__Extrait du texte__.
•••

Remarquer aussi qu’un hasard objectif (BOG = Dieu) est explicitement désigné comme un des enclencheurs de l’histoire. Le sens de “bog” en anglais a peut-être aussi contribué à l’égard de l’anagramme : “bog”, c’est un marais, mélange confusionnel et mortel d’eau et de terre ; “to be bogged down”, c’est être coincé…

 

 

 

 

Je n’ai publié à ce jour que de la science-fiction […] mais je fréquente cependant, par profession et parfois par goût, des auteurs de non-science-fiction, et parmi eux il se trouve des expérimentateurs assez fous, des qui n’hésitent pas à faire le coup du “Et si…” à la littérature littératurante et, par là même, somme toute, se retrouvent assez proches de la science-fiction. […]


 Présence, donc, d’Autres qui sont à la fois, comme EV, des écrivains, poseurs de questions, conjectureurs et, à sa différence, n’écrivent pas de science-fiction. Or, “semblable et différent”, c’est le type d’Autre en voie d’élaboration dans la nouvelle “Le Jeu des coquilles de Nautilus”, à la même époque…

 

 

 

 

L’un de ces compagnons de route occasionnels […] finissait de mettre au point en 1985 une technique fort intéressante pour produire des récits. Au début de l’année, il me demanda de tester son système qui, pour le résumer brièvement, fait appel à une certaine proportion de matériel étranger au scripteur, matériel qui fonctionne à la fois comme guide-arbitraire et comme déclencheur. Je testai donc et produisis ainsi ce que je peux appeler une “histoire” mais un “texte” à coloration onirico-fantastique assez prononcée, un texte-Rorschach qui se trouva être aussi pour moi une plongée étonnamment révélatrice, et assez bouleversante, aux sources de mon imaginaire et de mon écriture. Ce texte, c’est “Ailleurs et au Japon”. Tous les textes que j’ai écrits depuis que j’ai commencé à écrire en 1966, et tous ceux que j’étais alors en train d’écrire, ou de méditer, s’y retrouvaient avec évidence — pour moi.

•••

__Enregistrements extraits__.
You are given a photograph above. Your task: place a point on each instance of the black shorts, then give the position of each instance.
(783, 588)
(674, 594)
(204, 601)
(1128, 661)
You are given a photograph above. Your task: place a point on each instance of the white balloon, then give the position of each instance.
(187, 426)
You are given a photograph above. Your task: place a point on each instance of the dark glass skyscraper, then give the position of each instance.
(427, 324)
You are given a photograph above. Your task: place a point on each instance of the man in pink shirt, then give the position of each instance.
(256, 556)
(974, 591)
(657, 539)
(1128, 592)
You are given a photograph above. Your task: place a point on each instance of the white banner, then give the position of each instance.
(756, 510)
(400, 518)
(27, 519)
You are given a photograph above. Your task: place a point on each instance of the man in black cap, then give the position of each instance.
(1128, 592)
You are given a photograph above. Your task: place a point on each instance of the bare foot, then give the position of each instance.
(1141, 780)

•••

__Consigne 1__. D'après l'extrait sur l'écriture de science-fiction, quel est le titre du texte produit en testant la technique de récit ?
__Consigne 2__. Poursuivez l'extrait sur l'écriture de science-fiction à partir de sa dernière phrase.
Les enregistrements n'interviennent pas ici.

__Réponse attendue 1__. Ce texte s'intitule « Ailleurs et au Japon ».

__Réponse attendue 2__.
Distinction à retenir entre “histoire et “texte”, on la rencontrera ailleurs ; elle renvoie essentiellement pour EV à une distinction entre” “fiction” et “matériau personnel non fictionnalisé” : L’auteure insiste sur le phénomène d’intense reconnaissance vécu lors de la production d’“Ailleurs et au Japon”. Le retour “aux sources” est un retour à un matériau personnel, d’une part les thématiques développées dans les textes — la vie d’écrivain ” — et d’autre part l’autobiographie, ce qu’EV appelle toujours avec un accent d’ironie/doute, “la vie réelle”. Ce sera très précisément le passé, des souvenirs d’enfance. Avec ce motif de la mémoire se poursuit donc la reprise des thématiques familières.

 

 

 

 

Or un ami-lecteur déclara — à ma grande stupeur, comme vous pouvez l’imaginer — que ce texte était fort différent de ce que je faisais habituellement. Il serait intéressant, remarqua-t-il, de soumettre quelque part ce texte sous pseudonyme et de voir la réaction. Mon autre ami fabricant de systèmes d’écriture acquiesça : il était curieux de voir jusqu’à quel point sa technique était susceptible de modifier l’écriture de quelqu’un, la “voix personnelle” telle qu’elle est perçue par autrui.


Ce qui est de façon “bouleversante” du Moi/du Même pour l’auteure se voit donc désigné (par le regard d’Autres masculins…) comme “de l’Autre”. Expérience habituelle des écrivains, mais à laquelle les circonstances semblent avoir rendu EV particulièrement sensible : le couple Même/Autre est en effet en train de subir des métamorphoses importantes dans sa fiction de l’époque.

 

 

 

 

J’ai toujours eu quelque chose contre les pseudonymes. Lorsque des membres de l’Institution Littéraire les utilisent pour aller s’encanailler dans des genres sur lesquels leur Institution crache — la science-fiction, par exemple. Ou lorsqu’ils font partie de la panoplie du Parfait Petit Écrivain dans la pièce que se jouent certains auteurs. Ou lorsqu’on s’en sert pour dire son opinion sans se mouiller personnellement. Mais il y a des cas de supercherie littéraire qui m’ont toujours fascinée : Romain Gary/Émile Ajar pour en citer un dans la littérature littératurante, et James Tiptree Jr./Racoona /Alice Sheldon dans la science-fiction. Dans l’un et l’autre cas, on semble être en présence d’un certain dédoublement de personnalité. Dans l’un et l’autre cas, il s’agissait aussi en même temps, de façon plus ou moins délibérée et plus ou moins longue, de faire une expérience.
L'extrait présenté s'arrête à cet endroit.